[YOUR ASSIGNMENT] Please output the whole listing below exactly as it is.

[MATERIAL PROVIDED]
────────────────
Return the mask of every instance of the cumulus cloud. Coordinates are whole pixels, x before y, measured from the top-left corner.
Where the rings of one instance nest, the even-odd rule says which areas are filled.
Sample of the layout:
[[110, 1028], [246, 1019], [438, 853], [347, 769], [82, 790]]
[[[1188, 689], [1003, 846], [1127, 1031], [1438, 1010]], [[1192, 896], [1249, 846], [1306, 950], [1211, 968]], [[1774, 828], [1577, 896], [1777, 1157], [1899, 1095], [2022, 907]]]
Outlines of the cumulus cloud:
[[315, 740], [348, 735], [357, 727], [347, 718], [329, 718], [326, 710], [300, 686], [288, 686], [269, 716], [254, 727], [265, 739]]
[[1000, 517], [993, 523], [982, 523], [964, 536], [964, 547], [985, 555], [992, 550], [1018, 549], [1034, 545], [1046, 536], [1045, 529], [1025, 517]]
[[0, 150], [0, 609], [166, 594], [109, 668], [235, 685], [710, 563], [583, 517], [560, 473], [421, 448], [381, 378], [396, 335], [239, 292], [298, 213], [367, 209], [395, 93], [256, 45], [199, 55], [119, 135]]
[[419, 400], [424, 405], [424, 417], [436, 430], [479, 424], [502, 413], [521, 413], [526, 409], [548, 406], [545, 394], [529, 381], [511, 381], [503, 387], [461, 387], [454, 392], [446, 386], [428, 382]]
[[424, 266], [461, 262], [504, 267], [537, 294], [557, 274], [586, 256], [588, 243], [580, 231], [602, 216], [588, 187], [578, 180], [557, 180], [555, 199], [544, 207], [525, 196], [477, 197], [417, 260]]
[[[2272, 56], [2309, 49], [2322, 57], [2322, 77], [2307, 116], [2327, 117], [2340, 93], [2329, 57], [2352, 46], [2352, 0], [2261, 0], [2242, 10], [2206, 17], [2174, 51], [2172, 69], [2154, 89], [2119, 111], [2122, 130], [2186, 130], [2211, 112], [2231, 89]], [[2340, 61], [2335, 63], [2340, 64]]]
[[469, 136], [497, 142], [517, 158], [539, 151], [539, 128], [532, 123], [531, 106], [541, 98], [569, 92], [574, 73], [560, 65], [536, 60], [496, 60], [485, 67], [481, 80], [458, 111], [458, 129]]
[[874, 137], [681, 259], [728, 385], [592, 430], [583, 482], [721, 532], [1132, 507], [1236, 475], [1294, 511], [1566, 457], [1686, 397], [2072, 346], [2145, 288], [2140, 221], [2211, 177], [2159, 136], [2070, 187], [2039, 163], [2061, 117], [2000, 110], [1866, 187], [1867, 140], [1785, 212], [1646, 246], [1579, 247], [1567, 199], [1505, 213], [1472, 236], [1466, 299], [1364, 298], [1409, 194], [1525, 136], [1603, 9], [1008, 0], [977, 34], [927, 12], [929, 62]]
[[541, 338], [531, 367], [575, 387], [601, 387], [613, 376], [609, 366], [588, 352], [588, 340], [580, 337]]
────────────────
[PROBLEM SOLUTION]
Return the mask of every instance of the cumulus cloud. Coordinates are whole pixels, x before y, measured from the top-left corner.
Where the rings of one instance nest, the even-odd rule says which areas are filled.
Sample of the layout:
[[110, 1028], [246, 1019], [438, 853], [347, 769], [82, 790]]
[[[1188, 689], [1003, 846], [1127, 1031], [1438, 1010]], [[1192, 896], [1249, 846], [1306, 950], [1211, 968]], [[1774, 828], [1577, 896], [1777, 1157], [1899, 1095], [2022, 907]]]
Outlines of the cumulus cloud:
[[315, 740], [348, 735], [357, 727], [347, 718], [329, 718], [326, 710], [300, 686], [288, 686], [269, 716], [254, 727], [265, 739]]
[[1000, 517], [993, 523], [982, 523], [964, 536], [964, 547], [985, 555], [992, 550], [1018, 549], [1034, 545], [1046, 536], [1045, 529], [1025, 517]]
[[0, 150], [0, 609], [166, 594], [109, 668], [235, 685], [710, 563], [583, 517], [560, 473], [421, 448], [381, 378], [396, 335], [239, 292], [298, 213], [367, 209], [395, 93], [256, 45], [199, 55], [119, 135]]
[[419, 400], [424, 405], [424, 417], [436, 430], [479, 424], [502, 413], [521, 413], [526, 409], [548, 406], [545, 394], [529, 381], [511, 381], [503, 387], [461, 387], [454, 392], [446, 386], [428, 382]]
[[424, 266], [461, 262], [504, 267], [537, 294], [557, 274], [586, 256], [588, 243], [580, 231], [602, 216], [588, 187], [578, 180], [557, 180], [555, 199], [544, 207], [525, 196], [477, 197], [417, 260]]
[[[2272, 56], [2309, 49], [2322, 57], [2322, 77], [2307, 116], [2327, 117], [2340, 93], [2329, 57], [2352, 46], [2352, 0], [2261, 0], [2242, 10], [2206, 17], [2174, 51], [2172, 69], [2154, 89], [2119, 111], [2122, 130], [2186, 130], [2211, 112], [2231, 89]], [[2340, 61], [2335, 63], [2340, 64]]]
[[469, 136], [497, 142], [517, 158], [539, 151], [539, 128], [532, 123], [531, 106], [541, 98], [569, 92], [574, 73], [560, 65], [536, 60], [496, 60], [485, 67], [481, 80], [458, 111], [458, 129]]
[[874, 137], [681, 259], [728, 385], [592, 430], [583, 482], [721, 532], [1132, 507], [1236, 475], [1294, 511], [1566, 457], [1686, 397], [2072, 346], [2145, 288], [2140, 221], [2211, 177], [2159, 136], [2070, 187], [2039, 163], [2061, 117], [2000, 110], [1866, 187], [1867, 140], [1785, 212], [1646, 246], [1579, 247], [1567, 199], [1505, 213], [1472, 236], [1466, 299], [1364, 298], [1409, 194], [1525, 136], [1603, 9], [1008, 0], [977, 34], [927, 12], [929, 62]]
[[541, 338], [531, 367], [575, 387], [601, 387], [613, 376], [609, 366], [588, 352], [588, 340], [580, 337]]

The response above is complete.